# WHAT IS EXPECTED:
Please reproduce the rows verbatim, from the line with "Your assignment: locate the recessed" up to and including the line with "[419, 42, 434, 53]", and output only those lines.

# INPUT FOR THIS TASK:

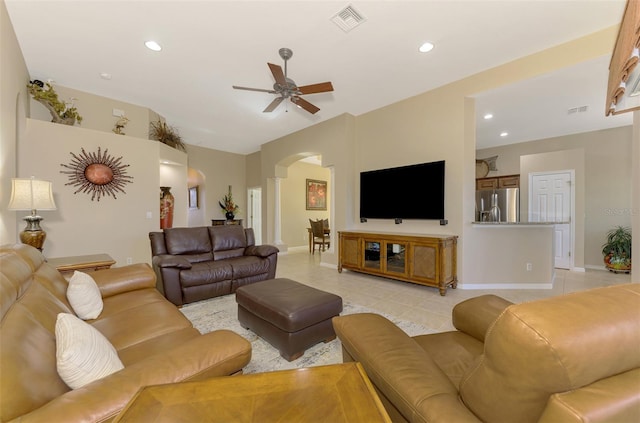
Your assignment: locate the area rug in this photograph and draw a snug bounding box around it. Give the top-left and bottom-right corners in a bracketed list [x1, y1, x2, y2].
[180, 295, 433, 373]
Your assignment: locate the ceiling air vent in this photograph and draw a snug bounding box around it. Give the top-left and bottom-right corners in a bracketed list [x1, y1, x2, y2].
[331, 5, 367, 32]
[567, 106, 589, 115]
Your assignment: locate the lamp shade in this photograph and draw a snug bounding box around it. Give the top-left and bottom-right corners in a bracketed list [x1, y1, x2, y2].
[9, 178, 56, 210]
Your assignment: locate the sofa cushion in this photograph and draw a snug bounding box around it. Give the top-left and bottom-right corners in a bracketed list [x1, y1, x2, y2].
[230, 256, 269, 280]
[180, 261, 233, 287]
[55, 313, 124, 389]
[460, 284, 640, 422]
[164, 226, 211, 255]
[91, 288, 192, 354]
[209, 225, 247, 260]
[67, 271, 103, 320]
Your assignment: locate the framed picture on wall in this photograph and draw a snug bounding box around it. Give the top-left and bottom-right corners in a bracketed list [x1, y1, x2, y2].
[306, 179, 327, 210]
[189, 185, 199, 209]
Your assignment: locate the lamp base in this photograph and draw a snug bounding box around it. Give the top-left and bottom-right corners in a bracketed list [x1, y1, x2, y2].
[20, 215, 47, 252]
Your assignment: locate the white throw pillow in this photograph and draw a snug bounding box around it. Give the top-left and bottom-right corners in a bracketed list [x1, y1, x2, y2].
[67, 271, 103, 320]
[56, 313, 124, 389]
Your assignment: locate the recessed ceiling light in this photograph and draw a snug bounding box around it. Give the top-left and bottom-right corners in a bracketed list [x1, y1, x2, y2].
[144, 40, 162, 51]
[419, 42, 434, 53]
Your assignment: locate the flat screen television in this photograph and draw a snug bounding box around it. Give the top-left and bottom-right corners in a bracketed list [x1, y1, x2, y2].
[360, 160, 444, 220]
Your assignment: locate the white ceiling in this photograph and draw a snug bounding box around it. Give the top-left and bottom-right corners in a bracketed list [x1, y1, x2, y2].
[5, 0, 631, 154]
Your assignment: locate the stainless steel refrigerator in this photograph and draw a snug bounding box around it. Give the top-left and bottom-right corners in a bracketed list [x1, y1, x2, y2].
[476, 188, 520, 223]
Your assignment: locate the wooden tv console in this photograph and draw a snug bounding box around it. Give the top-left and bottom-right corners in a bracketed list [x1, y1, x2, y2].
[338, 231, 458, 295]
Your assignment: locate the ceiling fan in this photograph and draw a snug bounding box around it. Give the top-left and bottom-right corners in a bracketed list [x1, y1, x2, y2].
[233, 47, 333, 114]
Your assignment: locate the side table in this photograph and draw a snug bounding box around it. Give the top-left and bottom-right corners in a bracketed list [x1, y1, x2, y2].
[47, 254, 116, 279]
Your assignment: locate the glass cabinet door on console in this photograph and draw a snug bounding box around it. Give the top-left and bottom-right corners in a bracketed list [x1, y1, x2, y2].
[385, 242, 407, 275]
[363, 240, 382, 270]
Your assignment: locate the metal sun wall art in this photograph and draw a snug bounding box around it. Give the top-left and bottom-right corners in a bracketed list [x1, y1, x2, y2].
[60, 147, 133, 201]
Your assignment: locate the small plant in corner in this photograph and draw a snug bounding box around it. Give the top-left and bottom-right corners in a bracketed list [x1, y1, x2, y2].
[218, 185, 240, 220]
[149, 120, 187, 152]
[27, 79, 82, 125]
[602, 226, 631, 273]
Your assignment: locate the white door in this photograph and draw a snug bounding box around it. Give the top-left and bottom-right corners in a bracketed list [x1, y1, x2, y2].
[529, 172, 573, 269]
[247, 188, 262, 245]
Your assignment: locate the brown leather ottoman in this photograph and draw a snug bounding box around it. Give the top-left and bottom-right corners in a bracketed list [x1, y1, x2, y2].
[236, 278, 342, 361]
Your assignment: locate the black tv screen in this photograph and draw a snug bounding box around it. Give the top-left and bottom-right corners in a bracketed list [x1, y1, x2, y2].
[360, 160, 444, 220]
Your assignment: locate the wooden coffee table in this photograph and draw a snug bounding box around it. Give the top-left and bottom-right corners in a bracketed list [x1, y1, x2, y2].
[115, 362, 391, 423]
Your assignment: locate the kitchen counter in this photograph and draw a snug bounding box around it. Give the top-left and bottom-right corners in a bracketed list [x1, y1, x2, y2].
[471, 221, 556, 226]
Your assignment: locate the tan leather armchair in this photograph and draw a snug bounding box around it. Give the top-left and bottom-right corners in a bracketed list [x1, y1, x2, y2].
[333, 284, 640, 423]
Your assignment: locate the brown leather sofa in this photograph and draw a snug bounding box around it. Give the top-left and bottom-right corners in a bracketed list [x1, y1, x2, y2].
[149, 225, 278, 306]
[333, 284, 640, 423]
[0, 244, 251, 422]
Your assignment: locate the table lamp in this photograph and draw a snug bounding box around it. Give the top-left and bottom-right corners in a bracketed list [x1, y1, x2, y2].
[9, 177, 56, 251]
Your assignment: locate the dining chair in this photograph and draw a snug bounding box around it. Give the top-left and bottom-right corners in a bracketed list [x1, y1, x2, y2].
[309, 219, 331, 254]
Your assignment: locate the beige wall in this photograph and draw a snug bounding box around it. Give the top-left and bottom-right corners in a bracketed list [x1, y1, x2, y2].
[0, 1, 29, 245]
[187, 145, 247, 226]
[631, 111, 640, 282]
[18, 119, 165, 266]
[477, 126, 633, 268]
[245, 151, 262, 188]
[260, 114, 356, 264]
[262, 27, 617, 285]
[281, 161, 331, 248]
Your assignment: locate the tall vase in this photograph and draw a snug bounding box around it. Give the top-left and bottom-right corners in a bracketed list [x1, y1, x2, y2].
[160, 187, 174, 229]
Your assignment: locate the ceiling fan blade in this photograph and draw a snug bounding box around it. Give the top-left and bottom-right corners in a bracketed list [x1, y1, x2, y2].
[291, 96, 320, 115]
[298, 82, 333, 94]
[233, 85, 276, 94]
[262, 97, 284, 113]
[267, 63, 287, 87]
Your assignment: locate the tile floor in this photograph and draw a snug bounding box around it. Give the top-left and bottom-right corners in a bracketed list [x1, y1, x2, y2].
[276, 251, 631, 332]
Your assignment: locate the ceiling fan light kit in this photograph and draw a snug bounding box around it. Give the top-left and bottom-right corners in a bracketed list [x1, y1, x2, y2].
[233, 47, 333, 114]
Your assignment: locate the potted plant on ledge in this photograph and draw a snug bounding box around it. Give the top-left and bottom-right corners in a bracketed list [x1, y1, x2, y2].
[602, 226, 631, 273]
[218, 185, 240, 224]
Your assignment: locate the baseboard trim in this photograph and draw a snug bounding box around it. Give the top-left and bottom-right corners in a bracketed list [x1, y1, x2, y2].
[289, 245, 309, 253]
[458, 283, 553, 290]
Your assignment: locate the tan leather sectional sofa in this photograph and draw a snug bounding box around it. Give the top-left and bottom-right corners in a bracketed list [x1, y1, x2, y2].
[0, 245, 251, 422]
[333, 284, 640, 423]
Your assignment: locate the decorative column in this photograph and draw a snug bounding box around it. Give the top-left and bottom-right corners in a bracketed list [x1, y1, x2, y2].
[273, 178, 282, 245]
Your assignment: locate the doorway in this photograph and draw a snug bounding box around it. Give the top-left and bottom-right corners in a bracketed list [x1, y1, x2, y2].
[247, 187, 262, 245]
[529, 170, 575, 269]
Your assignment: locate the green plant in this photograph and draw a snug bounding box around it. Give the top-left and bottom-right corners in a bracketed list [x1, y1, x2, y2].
[27, 79, 82, 125]
[218, 185, 240, 215]
[149, 120, 187, 152]
[602, 226, 631, 268]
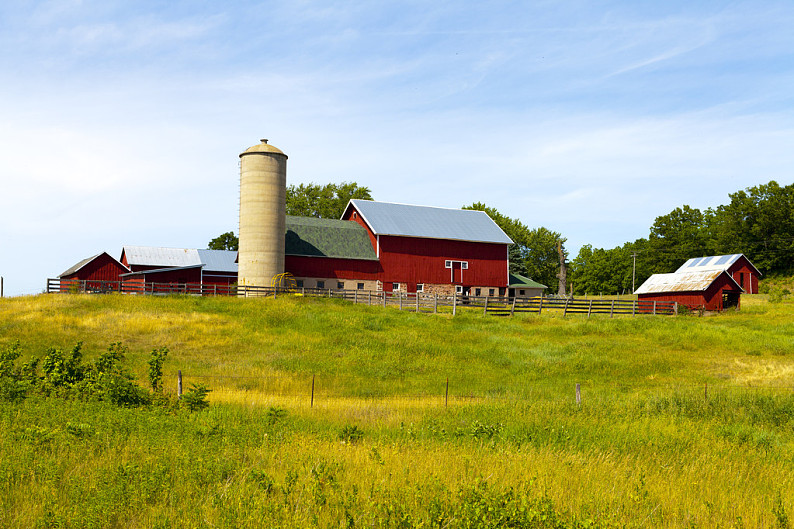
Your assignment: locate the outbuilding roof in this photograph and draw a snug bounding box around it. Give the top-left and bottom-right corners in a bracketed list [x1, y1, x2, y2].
[345, 199, 513, 244]
[634, 270, 744, 294]
[284, 215, 378, 261]
[676, 253, 761, 274]
[121, 246, 202, 268]
[58, 252, 129, 278]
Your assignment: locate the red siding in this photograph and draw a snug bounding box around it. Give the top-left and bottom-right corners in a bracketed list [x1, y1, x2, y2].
[61, 253, 128, 281]
[637, 274, 736, 310]
[728, 256, 758, 294]
[284, 255, 383, 281]
[380, 235, 508, 287]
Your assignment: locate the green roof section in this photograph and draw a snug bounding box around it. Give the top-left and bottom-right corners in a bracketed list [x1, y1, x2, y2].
[285, 215, 378, 261]
[508, 274, 549, 288]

# FINISHED EXERCISE:
Your assignment: locate the recessed ceiling light in this photograph and draw a snug bounding box around it. Give the top-left and bottom-right corners in a bracketed list [x1, y1, x2, y2].
[144, 40, 162, 51]
[419, 42, 434, 53]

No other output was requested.